Records drawn from a dataset

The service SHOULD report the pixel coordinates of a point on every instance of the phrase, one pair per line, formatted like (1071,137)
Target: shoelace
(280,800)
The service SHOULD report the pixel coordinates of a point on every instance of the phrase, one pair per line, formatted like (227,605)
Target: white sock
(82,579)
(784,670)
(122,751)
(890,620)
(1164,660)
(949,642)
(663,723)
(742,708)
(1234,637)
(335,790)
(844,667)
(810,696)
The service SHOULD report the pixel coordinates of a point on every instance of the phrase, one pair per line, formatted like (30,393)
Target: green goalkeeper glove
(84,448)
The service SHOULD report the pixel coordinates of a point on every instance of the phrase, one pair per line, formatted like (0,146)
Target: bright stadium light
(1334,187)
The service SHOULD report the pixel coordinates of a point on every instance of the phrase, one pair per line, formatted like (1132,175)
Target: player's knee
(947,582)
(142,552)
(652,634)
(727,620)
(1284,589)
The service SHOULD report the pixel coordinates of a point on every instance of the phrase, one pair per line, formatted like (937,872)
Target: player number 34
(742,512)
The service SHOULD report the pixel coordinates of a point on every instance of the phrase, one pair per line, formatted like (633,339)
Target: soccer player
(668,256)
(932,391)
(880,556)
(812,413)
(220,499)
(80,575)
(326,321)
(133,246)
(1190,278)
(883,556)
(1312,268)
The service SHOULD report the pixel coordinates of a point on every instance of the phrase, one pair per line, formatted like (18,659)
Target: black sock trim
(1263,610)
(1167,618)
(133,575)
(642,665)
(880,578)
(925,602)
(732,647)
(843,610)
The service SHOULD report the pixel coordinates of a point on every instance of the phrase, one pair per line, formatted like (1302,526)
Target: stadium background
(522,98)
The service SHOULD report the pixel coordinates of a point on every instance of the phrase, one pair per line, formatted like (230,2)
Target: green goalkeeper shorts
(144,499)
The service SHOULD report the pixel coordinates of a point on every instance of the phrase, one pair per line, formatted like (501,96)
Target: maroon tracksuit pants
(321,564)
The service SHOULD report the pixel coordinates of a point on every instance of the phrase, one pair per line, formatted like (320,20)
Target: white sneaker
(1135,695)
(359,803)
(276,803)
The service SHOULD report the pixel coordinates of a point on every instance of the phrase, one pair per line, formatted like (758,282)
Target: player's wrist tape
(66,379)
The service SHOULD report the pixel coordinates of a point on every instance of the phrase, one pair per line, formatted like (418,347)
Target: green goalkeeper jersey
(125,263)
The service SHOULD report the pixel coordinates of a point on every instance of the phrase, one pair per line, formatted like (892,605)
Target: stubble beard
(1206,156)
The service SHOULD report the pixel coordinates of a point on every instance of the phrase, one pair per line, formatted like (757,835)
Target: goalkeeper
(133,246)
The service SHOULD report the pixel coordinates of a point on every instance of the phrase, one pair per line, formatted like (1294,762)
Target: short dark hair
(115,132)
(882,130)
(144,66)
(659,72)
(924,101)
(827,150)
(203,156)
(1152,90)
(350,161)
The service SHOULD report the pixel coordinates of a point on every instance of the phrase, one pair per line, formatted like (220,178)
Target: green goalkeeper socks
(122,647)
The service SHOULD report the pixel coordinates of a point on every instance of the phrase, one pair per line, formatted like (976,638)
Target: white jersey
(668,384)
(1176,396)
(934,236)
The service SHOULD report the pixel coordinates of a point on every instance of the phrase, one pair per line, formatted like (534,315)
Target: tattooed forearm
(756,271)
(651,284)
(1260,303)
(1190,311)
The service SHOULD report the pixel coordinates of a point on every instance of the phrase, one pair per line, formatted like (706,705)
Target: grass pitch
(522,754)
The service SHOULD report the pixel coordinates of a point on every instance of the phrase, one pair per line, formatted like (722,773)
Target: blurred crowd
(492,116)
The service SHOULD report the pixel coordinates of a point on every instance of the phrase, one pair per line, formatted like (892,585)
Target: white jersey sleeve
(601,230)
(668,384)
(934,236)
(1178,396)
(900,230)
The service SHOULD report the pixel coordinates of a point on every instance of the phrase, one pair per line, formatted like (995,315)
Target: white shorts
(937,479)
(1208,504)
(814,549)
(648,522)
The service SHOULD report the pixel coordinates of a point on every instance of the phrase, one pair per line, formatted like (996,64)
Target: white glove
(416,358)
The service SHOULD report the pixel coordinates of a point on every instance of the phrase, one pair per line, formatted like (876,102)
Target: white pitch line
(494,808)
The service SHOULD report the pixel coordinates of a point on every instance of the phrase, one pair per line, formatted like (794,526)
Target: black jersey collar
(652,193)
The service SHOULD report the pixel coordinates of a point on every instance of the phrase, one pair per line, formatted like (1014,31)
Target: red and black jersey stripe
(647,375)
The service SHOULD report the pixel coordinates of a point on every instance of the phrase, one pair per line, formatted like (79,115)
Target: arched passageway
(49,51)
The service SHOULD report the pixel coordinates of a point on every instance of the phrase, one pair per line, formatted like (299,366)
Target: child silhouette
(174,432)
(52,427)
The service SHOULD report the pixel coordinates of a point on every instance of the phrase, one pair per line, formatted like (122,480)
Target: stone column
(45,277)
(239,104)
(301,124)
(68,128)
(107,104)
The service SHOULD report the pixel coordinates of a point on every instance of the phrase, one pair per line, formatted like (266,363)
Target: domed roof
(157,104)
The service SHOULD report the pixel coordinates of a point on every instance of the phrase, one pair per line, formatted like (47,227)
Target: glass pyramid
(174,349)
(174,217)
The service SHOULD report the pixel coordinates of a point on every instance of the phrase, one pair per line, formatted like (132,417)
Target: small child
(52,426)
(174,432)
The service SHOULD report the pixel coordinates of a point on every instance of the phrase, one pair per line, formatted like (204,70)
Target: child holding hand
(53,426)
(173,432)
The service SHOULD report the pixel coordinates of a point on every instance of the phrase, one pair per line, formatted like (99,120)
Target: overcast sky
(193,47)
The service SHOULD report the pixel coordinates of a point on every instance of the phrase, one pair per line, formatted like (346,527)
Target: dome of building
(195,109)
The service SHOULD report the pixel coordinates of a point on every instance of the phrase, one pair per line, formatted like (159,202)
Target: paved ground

- PROBLEM TO WORK ON:
Your answer must be the line containing "formatted like (346,527)" through the last line above, copied exactly, with nothing added.

- REPLY TO THE EXERCISE:
The service SHOULD report the pixel coordinates of a point on every instance of the phrase, one pair per line, formatted like (346,527)
Target: dome of building
(195,109)
The service SHOULD report the pixel coordinates of a point on every instance of the phrase, one pair per line, formatted like (159,202)
Target: paved ground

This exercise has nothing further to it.